** Input records follows **
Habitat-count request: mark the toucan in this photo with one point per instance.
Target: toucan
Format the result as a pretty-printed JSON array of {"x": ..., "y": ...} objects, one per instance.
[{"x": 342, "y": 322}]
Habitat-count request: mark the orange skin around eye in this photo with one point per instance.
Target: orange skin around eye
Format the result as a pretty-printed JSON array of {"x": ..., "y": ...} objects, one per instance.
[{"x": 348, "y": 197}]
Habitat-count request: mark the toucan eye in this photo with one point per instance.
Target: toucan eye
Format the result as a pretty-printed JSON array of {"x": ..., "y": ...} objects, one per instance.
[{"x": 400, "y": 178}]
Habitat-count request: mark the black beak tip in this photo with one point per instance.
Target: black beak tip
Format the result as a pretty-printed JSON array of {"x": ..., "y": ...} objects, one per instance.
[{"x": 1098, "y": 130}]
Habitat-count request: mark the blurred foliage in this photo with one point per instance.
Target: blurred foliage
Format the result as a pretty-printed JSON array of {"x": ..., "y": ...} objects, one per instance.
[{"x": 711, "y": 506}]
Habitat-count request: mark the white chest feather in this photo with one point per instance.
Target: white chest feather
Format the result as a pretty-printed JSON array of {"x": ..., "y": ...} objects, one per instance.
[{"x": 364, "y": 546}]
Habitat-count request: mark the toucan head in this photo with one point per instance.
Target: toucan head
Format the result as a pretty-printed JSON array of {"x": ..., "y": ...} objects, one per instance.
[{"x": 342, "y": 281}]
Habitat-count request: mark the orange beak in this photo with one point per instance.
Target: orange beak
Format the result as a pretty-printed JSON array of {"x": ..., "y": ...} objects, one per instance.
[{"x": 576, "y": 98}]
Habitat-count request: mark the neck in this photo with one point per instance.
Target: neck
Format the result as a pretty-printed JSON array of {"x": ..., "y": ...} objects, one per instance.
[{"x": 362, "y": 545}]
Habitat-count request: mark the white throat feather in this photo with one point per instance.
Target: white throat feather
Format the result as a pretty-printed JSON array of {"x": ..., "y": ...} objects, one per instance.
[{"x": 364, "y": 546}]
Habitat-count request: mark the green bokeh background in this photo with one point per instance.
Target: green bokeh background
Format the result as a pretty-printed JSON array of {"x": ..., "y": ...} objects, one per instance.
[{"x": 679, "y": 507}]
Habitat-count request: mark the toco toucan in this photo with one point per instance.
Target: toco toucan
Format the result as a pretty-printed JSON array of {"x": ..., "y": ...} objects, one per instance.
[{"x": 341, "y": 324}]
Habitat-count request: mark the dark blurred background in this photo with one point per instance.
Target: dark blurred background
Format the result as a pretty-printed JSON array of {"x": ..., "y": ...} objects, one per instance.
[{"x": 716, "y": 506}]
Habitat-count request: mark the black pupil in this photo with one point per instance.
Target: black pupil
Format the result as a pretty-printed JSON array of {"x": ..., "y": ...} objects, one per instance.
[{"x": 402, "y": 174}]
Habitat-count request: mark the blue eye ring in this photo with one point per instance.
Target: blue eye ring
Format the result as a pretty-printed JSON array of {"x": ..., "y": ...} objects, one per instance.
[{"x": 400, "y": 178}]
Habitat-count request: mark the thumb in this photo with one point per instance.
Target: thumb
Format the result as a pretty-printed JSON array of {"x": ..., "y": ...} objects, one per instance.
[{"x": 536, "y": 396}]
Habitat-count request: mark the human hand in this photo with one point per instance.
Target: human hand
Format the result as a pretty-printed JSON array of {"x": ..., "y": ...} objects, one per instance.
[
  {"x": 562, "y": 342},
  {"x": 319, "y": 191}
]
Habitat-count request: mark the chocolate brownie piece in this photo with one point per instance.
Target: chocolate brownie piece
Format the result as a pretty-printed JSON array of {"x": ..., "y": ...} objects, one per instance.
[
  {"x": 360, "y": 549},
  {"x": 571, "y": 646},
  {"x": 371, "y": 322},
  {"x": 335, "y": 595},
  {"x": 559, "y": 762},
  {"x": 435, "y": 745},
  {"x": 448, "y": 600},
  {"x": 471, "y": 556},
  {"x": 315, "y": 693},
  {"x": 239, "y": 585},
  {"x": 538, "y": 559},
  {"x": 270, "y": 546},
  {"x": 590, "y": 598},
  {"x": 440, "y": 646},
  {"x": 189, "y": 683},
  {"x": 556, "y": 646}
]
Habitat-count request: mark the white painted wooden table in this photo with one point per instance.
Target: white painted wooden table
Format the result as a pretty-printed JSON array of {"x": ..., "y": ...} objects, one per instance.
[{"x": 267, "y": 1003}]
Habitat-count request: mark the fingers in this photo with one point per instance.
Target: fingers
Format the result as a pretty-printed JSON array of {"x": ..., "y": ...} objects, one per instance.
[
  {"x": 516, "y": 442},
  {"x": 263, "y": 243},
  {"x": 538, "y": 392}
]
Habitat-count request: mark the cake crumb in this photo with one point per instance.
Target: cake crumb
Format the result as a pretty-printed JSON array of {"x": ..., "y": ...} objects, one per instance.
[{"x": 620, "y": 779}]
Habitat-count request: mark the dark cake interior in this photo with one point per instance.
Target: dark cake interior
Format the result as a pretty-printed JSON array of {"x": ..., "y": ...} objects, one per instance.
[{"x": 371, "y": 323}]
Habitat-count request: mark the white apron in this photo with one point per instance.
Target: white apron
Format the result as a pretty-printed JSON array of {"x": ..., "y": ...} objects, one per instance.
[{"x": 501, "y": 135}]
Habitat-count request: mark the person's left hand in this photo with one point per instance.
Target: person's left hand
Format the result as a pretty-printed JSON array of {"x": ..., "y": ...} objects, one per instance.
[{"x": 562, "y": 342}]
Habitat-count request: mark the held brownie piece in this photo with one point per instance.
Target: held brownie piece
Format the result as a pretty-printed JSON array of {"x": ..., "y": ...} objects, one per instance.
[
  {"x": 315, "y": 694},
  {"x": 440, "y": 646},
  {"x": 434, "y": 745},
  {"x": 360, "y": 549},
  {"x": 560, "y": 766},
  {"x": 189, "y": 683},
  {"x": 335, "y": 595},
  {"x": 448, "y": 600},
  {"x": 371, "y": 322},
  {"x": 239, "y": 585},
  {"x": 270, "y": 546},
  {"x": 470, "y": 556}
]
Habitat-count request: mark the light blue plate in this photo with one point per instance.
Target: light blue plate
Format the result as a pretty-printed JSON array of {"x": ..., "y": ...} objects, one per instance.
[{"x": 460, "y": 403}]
** End of Input records **
How to complete this task: Lines containing the string "painted" are the ones to copy from the entries above.

Exercise result:
Habitat-count request: mark the white painted wooden table in this photo with one point per instance.
Target: white painted wooden table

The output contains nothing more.